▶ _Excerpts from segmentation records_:
-=-=-

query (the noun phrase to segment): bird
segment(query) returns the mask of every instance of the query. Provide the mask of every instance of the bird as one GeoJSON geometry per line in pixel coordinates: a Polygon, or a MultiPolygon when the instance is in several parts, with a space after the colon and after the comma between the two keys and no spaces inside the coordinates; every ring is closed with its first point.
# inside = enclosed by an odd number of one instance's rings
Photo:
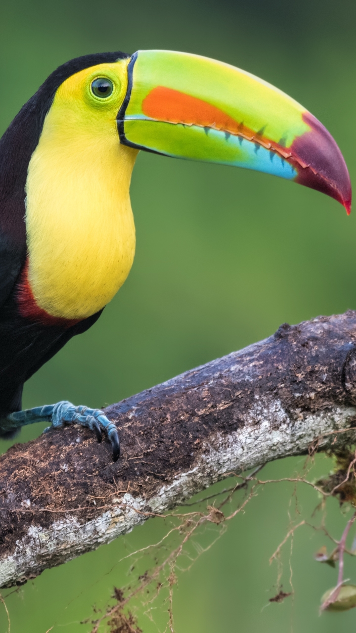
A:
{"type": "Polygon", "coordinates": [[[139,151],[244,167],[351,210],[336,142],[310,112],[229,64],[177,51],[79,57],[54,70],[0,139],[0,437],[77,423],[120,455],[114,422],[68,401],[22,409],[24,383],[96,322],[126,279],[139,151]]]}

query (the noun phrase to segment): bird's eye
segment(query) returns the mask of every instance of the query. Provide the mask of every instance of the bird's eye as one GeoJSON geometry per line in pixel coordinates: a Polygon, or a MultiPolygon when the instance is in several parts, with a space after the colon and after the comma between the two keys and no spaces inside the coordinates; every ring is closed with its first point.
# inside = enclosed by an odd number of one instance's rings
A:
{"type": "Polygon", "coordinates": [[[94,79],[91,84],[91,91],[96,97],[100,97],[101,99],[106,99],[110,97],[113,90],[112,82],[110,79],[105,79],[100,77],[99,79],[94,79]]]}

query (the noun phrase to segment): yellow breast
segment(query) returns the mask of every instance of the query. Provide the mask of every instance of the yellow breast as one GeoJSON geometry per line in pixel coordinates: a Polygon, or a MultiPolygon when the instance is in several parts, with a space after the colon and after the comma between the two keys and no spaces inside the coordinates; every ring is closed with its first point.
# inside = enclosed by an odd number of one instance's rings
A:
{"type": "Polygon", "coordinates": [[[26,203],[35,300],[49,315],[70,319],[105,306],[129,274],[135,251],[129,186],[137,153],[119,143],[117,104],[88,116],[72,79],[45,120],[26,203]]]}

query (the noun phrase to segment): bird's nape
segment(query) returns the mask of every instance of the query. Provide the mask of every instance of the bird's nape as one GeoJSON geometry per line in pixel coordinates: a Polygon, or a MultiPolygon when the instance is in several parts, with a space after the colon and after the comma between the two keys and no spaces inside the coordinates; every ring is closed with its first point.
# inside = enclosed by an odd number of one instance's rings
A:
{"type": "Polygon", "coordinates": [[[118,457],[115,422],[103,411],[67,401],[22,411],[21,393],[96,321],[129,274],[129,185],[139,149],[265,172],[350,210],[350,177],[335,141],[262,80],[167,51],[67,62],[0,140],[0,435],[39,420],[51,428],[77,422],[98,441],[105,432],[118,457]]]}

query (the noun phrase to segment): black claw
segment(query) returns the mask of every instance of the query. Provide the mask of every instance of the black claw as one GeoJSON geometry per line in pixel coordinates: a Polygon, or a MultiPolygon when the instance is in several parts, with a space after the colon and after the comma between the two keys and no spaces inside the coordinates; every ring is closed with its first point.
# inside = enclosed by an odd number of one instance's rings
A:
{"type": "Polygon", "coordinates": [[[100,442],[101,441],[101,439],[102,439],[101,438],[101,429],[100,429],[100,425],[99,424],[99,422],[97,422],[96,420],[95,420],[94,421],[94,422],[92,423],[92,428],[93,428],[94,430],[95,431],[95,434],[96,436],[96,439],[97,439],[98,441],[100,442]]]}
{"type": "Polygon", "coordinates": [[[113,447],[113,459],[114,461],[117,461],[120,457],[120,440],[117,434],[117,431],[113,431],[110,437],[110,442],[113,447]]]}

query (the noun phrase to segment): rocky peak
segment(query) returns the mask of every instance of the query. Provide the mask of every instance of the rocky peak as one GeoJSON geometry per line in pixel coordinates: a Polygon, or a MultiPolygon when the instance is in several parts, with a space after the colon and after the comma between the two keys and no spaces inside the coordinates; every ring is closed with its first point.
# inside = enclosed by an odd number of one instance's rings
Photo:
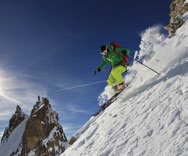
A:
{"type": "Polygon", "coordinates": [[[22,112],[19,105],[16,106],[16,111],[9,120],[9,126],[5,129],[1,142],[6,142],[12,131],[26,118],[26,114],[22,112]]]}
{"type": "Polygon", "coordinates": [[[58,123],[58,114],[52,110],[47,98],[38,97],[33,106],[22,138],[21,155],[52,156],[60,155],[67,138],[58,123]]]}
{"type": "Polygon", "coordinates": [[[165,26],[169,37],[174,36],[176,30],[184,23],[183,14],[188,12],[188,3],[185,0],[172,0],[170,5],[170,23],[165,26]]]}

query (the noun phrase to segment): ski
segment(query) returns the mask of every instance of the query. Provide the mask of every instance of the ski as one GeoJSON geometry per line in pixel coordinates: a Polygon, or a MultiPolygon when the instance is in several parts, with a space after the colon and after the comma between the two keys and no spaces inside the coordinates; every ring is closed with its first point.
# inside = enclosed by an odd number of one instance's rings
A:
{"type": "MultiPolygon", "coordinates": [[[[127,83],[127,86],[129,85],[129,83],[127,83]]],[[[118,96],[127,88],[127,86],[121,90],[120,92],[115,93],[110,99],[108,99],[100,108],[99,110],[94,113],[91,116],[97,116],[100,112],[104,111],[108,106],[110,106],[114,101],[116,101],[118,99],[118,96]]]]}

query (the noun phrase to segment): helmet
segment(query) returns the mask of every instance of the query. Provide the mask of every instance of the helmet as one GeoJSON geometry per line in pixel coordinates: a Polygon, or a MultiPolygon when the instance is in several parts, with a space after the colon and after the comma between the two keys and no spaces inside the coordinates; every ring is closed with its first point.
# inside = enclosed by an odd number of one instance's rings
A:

-=-=-

Gather every line in the entries above that contains the string "helmet". The match is case-sensitive.

query (the noun phrase to segment): helmet
segment(query) returns the mask of every instance of the query. Provide the mask of every instance of the helmet as one GeoJSON geometry per line in pixel coordinates: a Polygon, or a MultiPolygon when the instance is in several parts, with a space after the colon and after the comma between the two keys and no spaces inside the coordinates; every ring is closed with its first point.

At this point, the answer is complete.